DATA RECORDS:
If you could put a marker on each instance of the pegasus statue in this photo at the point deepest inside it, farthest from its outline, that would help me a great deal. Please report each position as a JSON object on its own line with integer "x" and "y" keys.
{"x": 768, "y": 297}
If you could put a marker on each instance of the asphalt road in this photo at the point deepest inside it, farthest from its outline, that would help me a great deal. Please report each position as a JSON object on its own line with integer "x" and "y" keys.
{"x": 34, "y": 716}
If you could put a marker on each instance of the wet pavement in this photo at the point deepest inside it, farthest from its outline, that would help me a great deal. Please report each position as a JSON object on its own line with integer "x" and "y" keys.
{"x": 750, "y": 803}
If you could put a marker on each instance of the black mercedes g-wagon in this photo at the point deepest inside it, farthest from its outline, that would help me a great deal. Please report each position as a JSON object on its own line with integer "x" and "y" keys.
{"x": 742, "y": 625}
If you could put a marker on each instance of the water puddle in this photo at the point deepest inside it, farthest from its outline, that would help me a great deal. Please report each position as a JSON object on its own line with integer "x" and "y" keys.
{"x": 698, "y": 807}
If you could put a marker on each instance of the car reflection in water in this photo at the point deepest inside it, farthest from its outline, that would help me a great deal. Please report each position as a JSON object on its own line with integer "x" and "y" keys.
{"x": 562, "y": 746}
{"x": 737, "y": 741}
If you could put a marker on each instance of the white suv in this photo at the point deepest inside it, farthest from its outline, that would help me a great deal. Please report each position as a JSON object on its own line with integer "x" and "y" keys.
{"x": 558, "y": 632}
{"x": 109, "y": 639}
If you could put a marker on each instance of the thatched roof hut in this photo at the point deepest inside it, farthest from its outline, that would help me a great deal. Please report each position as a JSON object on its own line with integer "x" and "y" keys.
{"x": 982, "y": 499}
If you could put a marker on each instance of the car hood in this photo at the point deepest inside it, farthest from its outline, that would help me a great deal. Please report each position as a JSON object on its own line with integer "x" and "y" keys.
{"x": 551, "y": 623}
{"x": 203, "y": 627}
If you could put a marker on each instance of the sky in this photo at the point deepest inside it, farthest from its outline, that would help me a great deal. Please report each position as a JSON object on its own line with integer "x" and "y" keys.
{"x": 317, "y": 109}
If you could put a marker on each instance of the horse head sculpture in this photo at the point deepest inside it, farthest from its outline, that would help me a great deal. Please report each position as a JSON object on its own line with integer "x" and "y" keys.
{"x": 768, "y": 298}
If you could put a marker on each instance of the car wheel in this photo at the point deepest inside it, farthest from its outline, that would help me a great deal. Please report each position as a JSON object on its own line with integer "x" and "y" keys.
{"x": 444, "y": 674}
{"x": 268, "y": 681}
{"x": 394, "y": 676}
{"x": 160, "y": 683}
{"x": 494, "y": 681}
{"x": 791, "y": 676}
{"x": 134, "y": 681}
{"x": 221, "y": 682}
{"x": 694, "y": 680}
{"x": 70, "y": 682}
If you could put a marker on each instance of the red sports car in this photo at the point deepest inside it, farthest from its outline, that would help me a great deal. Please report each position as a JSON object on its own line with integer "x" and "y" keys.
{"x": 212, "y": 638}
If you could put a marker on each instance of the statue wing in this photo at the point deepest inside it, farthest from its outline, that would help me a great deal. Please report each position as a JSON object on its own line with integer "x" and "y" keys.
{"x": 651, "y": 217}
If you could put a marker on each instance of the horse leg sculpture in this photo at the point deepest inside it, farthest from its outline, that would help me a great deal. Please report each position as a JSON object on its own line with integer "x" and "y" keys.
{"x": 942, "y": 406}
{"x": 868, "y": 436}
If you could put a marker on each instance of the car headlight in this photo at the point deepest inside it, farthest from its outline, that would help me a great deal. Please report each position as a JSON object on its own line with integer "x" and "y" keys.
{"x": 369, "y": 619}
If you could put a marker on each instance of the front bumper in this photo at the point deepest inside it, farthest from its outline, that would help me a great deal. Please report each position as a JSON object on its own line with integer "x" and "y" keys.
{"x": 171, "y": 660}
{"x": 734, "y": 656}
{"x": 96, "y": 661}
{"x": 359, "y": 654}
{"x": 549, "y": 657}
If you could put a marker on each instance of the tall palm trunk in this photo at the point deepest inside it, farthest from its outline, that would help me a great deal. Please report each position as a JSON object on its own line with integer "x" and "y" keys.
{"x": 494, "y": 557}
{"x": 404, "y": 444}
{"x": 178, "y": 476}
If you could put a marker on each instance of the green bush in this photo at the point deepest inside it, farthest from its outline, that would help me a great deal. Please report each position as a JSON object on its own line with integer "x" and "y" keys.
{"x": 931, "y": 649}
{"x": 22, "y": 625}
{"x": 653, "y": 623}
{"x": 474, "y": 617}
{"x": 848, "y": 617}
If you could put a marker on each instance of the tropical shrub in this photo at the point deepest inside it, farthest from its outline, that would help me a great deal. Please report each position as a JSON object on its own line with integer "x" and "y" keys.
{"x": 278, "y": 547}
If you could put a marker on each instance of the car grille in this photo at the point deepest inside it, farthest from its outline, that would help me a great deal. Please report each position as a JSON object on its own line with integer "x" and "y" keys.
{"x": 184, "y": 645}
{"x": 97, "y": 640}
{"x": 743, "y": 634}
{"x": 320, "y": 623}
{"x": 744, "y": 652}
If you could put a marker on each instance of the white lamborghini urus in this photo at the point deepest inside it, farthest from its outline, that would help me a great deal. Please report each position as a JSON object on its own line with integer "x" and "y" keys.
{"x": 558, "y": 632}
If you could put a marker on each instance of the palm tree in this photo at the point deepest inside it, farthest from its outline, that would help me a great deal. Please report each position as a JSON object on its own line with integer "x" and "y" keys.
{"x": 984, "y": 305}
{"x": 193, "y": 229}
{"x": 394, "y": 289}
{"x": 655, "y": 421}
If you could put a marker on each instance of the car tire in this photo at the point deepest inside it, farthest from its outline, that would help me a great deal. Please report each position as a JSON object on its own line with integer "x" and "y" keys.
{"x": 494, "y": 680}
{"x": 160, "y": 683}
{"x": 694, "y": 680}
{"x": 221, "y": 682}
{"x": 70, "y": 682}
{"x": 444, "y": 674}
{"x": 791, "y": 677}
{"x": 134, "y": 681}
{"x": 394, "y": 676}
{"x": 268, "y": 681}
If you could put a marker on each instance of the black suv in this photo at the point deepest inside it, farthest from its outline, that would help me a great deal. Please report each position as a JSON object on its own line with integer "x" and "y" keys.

TASK REQUIREMENTS:
Print the data word for word, starting at the line that contains "the car tire" and ending at the last line of the data, including both of those lines.

RESULT BELOW:
If you could put a marker on each instance of the car tire in this photo at the point deepest inside it, farthest from its outline, that would help me a great deal. Please report each position as a JSON object on its own line with integer "x" and "y" keys.
{"x": 494, "y": 680}
{"x": 160, "y": 683}
{"x": 694, "y": 680}
{"x": 221, "y": 682}
{"x": 70, "y": 682}
{"x": 444, "y": 674}
{"x": 791, "y": 677}
{"x": 134, "y": 681}
{"x": 394, "y": 676}
{"x": 268, "y": 681}
If you could put a marker on each instance of the black suv in this photo at the point deepest inside it, farthest from its outline, that would help me a great deal. Please report each position as a JSON object on its own line with integer "x" and "y" keys.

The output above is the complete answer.